Recorded data
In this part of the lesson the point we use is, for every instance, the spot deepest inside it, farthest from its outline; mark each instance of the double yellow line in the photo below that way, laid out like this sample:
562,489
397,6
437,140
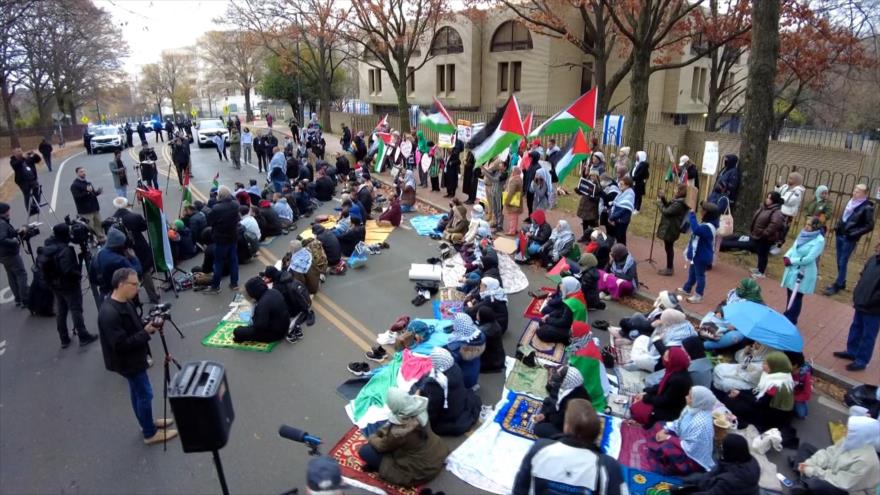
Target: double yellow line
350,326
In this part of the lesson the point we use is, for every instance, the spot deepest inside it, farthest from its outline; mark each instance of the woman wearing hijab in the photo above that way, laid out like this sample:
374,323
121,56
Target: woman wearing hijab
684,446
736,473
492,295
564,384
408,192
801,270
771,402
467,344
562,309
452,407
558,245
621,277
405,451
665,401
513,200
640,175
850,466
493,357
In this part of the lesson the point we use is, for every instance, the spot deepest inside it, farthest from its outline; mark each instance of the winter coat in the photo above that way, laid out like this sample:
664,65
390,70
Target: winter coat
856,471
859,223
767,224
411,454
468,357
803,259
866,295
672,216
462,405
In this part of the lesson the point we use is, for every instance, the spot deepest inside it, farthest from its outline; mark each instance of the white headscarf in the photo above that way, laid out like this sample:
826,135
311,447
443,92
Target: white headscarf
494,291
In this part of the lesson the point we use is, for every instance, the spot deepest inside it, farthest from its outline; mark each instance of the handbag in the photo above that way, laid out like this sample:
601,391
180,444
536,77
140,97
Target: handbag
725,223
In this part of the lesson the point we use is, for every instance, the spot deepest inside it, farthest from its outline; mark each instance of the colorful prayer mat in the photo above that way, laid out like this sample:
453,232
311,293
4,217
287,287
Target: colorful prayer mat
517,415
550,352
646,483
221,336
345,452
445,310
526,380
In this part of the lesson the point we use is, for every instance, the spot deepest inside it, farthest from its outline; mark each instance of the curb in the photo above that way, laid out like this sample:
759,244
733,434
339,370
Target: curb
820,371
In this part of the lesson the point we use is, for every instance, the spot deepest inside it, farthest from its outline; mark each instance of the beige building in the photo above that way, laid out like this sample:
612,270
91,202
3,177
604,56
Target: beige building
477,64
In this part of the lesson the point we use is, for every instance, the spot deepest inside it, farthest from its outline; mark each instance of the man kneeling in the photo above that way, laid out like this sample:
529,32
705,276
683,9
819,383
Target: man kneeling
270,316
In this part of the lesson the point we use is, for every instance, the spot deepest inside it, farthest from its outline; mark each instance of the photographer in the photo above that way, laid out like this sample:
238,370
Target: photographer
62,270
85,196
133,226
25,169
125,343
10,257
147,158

### Problem
Please rewrite the records above with "instance" swapped for "object" everywhere, leaving everything else unchanged and the pictures out.

### The response
In this part of the lesson the point we use is, for every object, the spot deepest inside it, farthest from its outline; mark each object of the double yellow line in the photo below that way, laid out like this sample:
562,489
397,6
437,140
Target: double yellow line
350,326
In this part of the lesson the point we use is, for every object, the spot deepest inside it, farthest from its outline; mark each object of the woman wearing hijab in the photo above that way, laid out like this sample:
374,323
121,56
Target: woman wearing hijab
684,446
736,473
492,295
564,384
408,192
801,270
771,402
467,344
562,309
452,407
558,245
621,277
405,451
665,401
513,200
640,175
850,466
493,357
In this part of the lesson the point we use is, for every object, the spot deepest inside it, farthest from its outline; mark each object of the winter coat in the photo above that way, laid out like this sample:
664,65
390,70
Target: winter coat
856,471
859,223
767,224
411,454
468,357
803,259
866,295
672,216
462,405
In this part of the lesson the point we use is, for every object, the spot deepest inside it, farthest from its outline; mark each object of the white headscarf in the photo above that way, laid out like this sample:
826,135
311,447
443,92
Target: white headscarf
494,291
In this part of the lesson the point we use is, for every object, the spot deepest inside it, farthest from its outline; mark each object of the handbag in the photo above that way, laid out like this sample:
601,391
180,444
536,77
140,97
Target: handbag
725,223
In this part of the lesson the point we use is, for every object, the spot deepest inside it, farthest from its outline; mark each object of the colorful prayer mat in the photo above that way, laid out like this sample:
453,232
311,293
4,217
287,287
Target: colorful prayer mat
517,415
550,352
646,483
221,336
345,452
445,310
526,380
In this part of the lesson the point we use is, for every object, the spot deepest inside it, farthest from its outline; mark each object of the curb in the photo above that way, laid out like this sample:
759,244
733,434
339,370
Target: curb
820,371
In this part of the lesson the point we use is, for every object, the spot deepest inside it, farthest from its outline; mark each object of the beige building in the photo above that way, laid out like this sample:
612,270
91,202
3,177
604,56
Target: beige building
477,64
In this part of the lesson the point we use is, for every object, the spot deepest inside it, farthest from its outline; mark each object of the man kneeling in the photo above that way, laid out like this sample:
529,32
705,276
683,9
819,383
Target: man kneeling
270,316
In this part of the lesson the point we use is, for every object, the spot deepest inside it, farthest from its outline; mark each object of the photographer in the photo above that way, laid out like this sample:
238,370
Target: photographer
62,270
85,196
133,226
25,169
125,343
10,257
147,158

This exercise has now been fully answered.